## DIRECTION
Output every line of the material exactly, omitting images.

## DATA SHOWN
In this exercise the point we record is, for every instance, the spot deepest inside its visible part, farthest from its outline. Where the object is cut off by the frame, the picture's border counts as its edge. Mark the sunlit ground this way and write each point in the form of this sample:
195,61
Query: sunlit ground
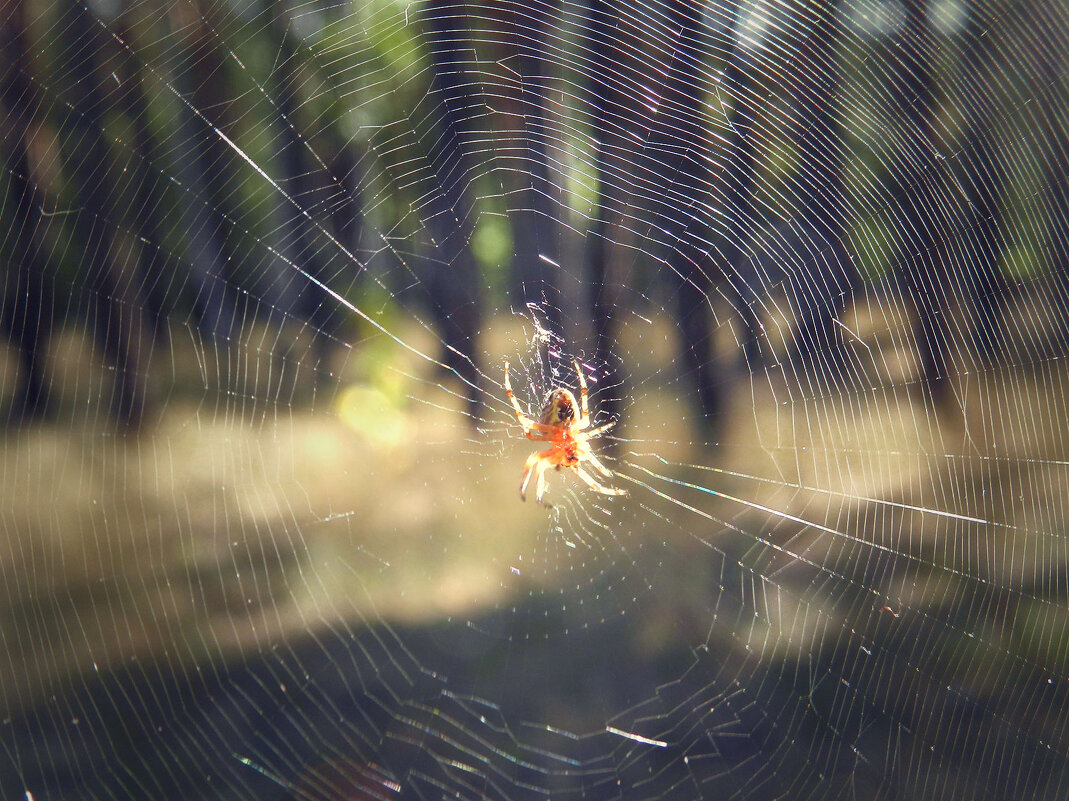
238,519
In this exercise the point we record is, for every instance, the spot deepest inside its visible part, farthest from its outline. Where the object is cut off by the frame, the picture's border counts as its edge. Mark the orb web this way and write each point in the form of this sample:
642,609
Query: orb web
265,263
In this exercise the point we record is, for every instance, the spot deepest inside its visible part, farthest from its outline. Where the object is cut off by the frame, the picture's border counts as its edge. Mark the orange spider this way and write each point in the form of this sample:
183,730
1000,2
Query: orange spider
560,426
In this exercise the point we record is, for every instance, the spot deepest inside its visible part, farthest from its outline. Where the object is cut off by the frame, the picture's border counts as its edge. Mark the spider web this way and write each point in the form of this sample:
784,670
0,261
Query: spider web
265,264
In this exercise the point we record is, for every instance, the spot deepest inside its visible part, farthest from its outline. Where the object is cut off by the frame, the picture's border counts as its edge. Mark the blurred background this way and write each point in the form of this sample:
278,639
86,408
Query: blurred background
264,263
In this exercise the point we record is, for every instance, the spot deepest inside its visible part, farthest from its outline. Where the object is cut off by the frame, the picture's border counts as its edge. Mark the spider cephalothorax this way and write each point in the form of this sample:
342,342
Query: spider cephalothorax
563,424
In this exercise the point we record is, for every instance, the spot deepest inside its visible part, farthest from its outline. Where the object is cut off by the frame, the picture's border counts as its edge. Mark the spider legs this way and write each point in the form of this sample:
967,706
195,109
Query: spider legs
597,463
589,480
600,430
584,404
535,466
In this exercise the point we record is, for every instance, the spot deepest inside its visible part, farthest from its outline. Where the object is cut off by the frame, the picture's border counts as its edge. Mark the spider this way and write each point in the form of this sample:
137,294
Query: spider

## THE RESPONSE
In this exercise the point we record is, for every instance, the spot deepest inside its visible part, farthest from its outline. Where the object is cut off by the frame, the picture's border counts as its edge. Mark the sunlit ground this way and write each point in the form of this sample:
195,61
Query: sunlit ground
238,519
In this exercise the point we record is, for every instance, the spot deepest inside its visible part, farthest from its outline. Where the object is cut off by the frame, the picture's border counts as its edge. Mark the orb web this way and write each point in the form of this sample:
642,609
Query: orb web
265,263
In this exercise the point we record is, for every instance, the spot deepest inside its visible part, farthest from its outline. Where the object is cut off by the frame, the picture's border counts as its edge. Mark the orange spider this way and write each point in the form of this sample:
183,730
1000,2
Query: orange spider
560,426
In this exercise the point we record is, for every instance, the spot deepest inside its visible part, farthest from its outline. Where the object is cut off by the frame, the picture's border counts as its edge. Mark the spider web this way and write each point in the form of this sample:
784,670
0,261
Query: spider web
265,264
In this exercise the point we record is, for every instance, the spot deepest inside its visible part, farthest from its outline. Where the object is cut off by the frame, the picture's border counts as its edge. Mark the blurred background this way and write each point in the form of this sample:
278,639
86,408
Query: blurred background
264,263
In this exercise the point we record is, for every instance, the spot deepest inside its visible part, farthest from its outline. Where the object is cut off by the frame, the picture's border counts as its edge. Mark the spider cephalothorax this way and write each point in the form of this sample:
342,342
Query: spider cephalothorax
563,424
In this exercise the point we record is, for every instance, the spot deepest inside its visible part, farthest from its outline. Where the object is cut off by the frame, the picture's border counts as its edge. Mark the spider legs this way and write each point in the form of this sample:
967,706
195,109
Query: spider legs
597,463
589,480
600,430
584,404
535,466
In this exercise the point we record is, for every instance, the spot deepest inside its visible part, farthest from its outline. Where the object is cut off by the frame, the picture's border counts as its edge. Mark the spider this way and write each point in the form of this sample:
137,294
Query: spider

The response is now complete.